Point placement records:
□ □ □ □
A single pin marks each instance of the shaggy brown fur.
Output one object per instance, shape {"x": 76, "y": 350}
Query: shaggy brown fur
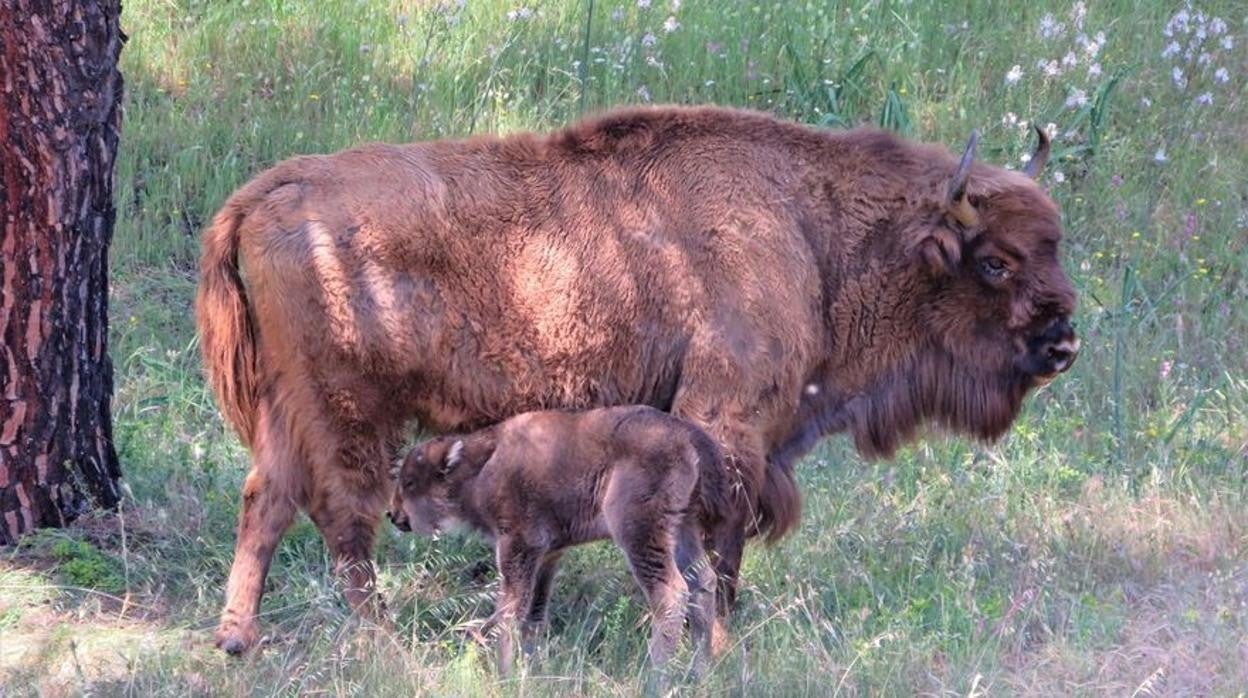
{"x": 546, "y": 481}
{"x": 766, "y": 281}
□ □ □ □
§ WORK TO BE COMPLETED
Rewrite all of the lines above as a JSON list of strings, one string per line, omitting blank lines and leaving the pictures out.

§ REPLY
[
  "A single pin marks each instance of the shaggy brown fur.",
  "Output one object per instance, shape {\"x\": 76, \"y\": 350}",
  "Query: shaggy brown fur",
  "{\"x\": 546, \"y\": 481}",
  "{\"x\": 766, \"y\": 281}"
]